══ Texto fuente

La palabra va a volver a constituirse en puente entre esos dos universos divididos a través del relato de un episodio vinculado a la escritura: durante su estancia en Salta escribe un cuaderno con poemas de su autoría, los guarda adentro de una botella verde y los entierra en un oscuro lugar del monte de su aldea natal. Él parte pero el verso se queda y se funde con la tierra. El lenguaje poético se define por estar “a trasmano de la razón” (100) y por buscar, no la comunicación, sino la comunión con el universo. Es una “totalidad ciega y callada” (Ibídem) lo que quiere decir, en este contexto, profunda e invisible.
La mirada de El Muerto, en el primer fragmento del tercer cuaderno, abre la posibilidad de comenzar a resolver las contradicciones y quiebres del sujeto. Su voz asume una forma diferente prefigurando el carácter protagónico que tendrá en el último tramo del libro. Si bien no llega a aparecer como un actor de las acciones narradas, se presenta como una sombra que dialoga con Jursafú rompiendo el silencio en el que estaba sumido y el lugar de mero observador.
En el viaje a Europa el personaje se encuentra con lo absolutamente desconocido, con lenguas incomprensibles que encierran misterios que no pueden ser develados por el boliviano. En su estadía se dedicará a recorrer calles, museos, a observar las ciudades, a leer autores europeos y, al identificar lo ajeno, comienza a reconocer lo propio lo cual no sería posible sin la intervención de El Muerto. El retorno al país se homologa al regreso a la tierra y al origen. Dice la voz difunta que “en tu país sentirás el porqué de las cosas. Nunca más razonarás que la tierra es redonda. Volverás a ser el fervoroso creyente del silencio” (124).
El diálogo entre los dos sujetos en cuestión no se da de manera continua sino que aparece retaceado a lo largo del texto. En el comienzo de este trabajo, enuncié que, el trauma de Jursafú podía identificarse con la estructura total de la novela y en esta sección ocurre algo similar ya que, esa conversación suspendida pareciera continuar hasta el final del libro. Esto se observa, por ejemplo, cuando Jursafú le pregunta “¿entonces quién eres tú?” (125) y tras el silencio del destinatario asevera “eres la encarnación de lo que no existe, eres la ética de un universo incorruptible, eres El Muerto que me acompaña con su inaudible melodía” (Ibídem). La respuesta esperada llegará en el quinto cuaderno con la afirmación, ya expuesta en páginas anteriores, “Sé perfectamente quién soy.”

════
══ Listado proporcionado

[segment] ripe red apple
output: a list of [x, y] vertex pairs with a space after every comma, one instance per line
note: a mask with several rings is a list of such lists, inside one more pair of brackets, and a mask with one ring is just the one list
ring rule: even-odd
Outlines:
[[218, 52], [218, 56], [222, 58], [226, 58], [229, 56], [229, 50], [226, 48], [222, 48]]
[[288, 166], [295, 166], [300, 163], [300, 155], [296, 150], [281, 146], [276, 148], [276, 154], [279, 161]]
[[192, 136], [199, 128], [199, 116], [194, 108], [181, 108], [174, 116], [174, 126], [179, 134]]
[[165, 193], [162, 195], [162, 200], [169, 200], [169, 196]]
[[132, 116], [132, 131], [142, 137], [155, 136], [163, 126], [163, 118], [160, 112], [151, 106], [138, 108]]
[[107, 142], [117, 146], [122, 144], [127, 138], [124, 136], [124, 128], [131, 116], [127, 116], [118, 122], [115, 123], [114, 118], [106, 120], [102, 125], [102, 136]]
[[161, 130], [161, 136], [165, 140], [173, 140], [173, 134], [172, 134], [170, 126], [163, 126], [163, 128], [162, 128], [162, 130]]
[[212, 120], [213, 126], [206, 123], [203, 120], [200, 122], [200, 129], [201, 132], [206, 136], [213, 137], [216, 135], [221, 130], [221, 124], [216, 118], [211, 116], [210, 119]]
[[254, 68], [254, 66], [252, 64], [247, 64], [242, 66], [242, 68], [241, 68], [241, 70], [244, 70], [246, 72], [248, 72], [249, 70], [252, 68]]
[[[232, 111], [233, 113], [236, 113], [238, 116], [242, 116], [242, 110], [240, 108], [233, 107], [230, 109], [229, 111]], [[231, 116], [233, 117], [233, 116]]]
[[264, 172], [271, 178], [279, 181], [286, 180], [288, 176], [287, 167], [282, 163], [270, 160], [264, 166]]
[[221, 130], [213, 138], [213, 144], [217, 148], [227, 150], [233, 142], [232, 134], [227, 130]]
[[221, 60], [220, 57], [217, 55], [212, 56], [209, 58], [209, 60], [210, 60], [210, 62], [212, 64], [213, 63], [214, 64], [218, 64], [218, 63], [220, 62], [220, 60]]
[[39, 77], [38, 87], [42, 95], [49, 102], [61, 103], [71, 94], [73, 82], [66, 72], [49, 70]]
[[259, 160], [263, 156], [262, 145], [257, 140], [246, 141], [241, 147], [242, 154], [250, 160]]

════
══ Listado proporcionado

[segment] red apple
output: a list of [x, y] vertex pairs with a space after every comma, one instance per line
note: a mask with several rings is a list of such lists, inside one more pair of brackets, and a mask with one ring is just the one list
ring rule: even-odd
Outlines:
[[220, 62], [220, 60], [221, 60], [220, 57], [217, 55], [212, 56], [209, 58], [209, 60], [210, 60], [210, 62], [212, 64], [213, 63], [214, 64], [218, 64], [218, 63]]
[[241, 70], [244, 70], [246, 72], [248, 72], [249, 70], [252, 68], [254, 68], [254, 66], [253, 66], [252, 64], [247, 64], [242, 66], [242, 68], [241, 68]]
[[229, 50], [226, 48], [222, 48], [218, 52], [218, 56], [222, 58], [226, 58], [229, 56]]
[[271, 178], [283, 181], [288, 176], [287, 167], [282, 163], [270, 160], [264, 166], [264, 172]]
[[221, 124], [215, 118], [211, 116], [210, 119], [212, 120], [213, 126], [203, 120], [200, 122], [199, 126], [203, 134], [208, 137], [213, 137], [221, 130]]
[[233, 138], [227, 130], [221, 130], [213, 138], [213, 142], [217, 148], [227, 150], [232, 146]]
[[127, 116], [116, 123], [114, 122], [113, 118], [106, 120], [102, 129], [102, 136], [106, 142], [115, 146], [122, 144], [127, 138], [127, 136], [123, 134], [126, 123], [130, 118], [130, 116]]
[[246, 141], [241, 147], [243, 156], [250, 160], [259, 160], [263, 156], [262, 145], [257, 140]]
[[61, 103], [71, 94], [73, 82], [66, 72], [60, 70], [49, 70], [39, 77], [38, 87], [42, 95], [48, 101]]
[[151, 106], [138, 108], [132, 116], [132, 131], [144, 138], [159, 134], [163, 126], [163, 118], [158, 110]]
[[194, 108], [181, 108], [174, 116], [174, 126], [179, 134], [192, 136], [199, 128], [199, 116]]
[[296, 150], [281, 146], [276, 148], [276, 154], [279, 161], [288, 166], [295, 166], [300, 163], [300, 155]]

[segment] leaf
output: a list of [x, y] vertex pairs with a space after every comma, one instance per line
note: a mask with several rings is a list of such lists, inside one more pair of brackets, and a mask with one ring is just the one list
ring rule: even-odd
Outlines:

════

**Enunciado del problema:** Escribe la continuación del comentario crítico sobre Jursafú y El Muerto a partir de su última oración.

**Respuesta:**
Si los primeros desplazamientos introdujeron un proceso de separación entre Jursafú y El Otro, en este viaje lo que se produce es una asimilación entre las tres voces. El intelectual asume que El Muerto está en su pellejo y ambos dicen saber que El Otro es su reflejo. Esta incipiente unificación se refleja en el cuarto cuaderno a través de una mirada que verá a dos sujetos a la vez, desdibujando las diferencias que existieron hasta aquí.
III.
El primer fragmento de este cuaderno, donde El Otro y Jursafú, son vistos por El Muerto, comienza con un epígrafe que dice
Tú puedes ver, yo oír; yo hablar, tú escuchar; tú soñar, yo recordar; yo escribir, tú leer; tú cantar, yo pensar; yo actuar, tú añorar. Y así indefinidamente, hasta llegar donde el destino quiere llevarnos antes de despeñarnos (185).
Entre el yo y el tú se configura una relación vital de complementariedad definida por una serie de acciones vinculadas a las voces en cuestión que se mencionan recién después de casi cincuenta páginas del inicio de la sección. Esta, a su vez, se divide en treinta y seis segmentos donde se relatan sucesos de diversos personajes y se describen algunos elementos de la naturaleza. Lo interesante es observar la estructura de alternancia entre elementos relativos al campo y a la ciudad.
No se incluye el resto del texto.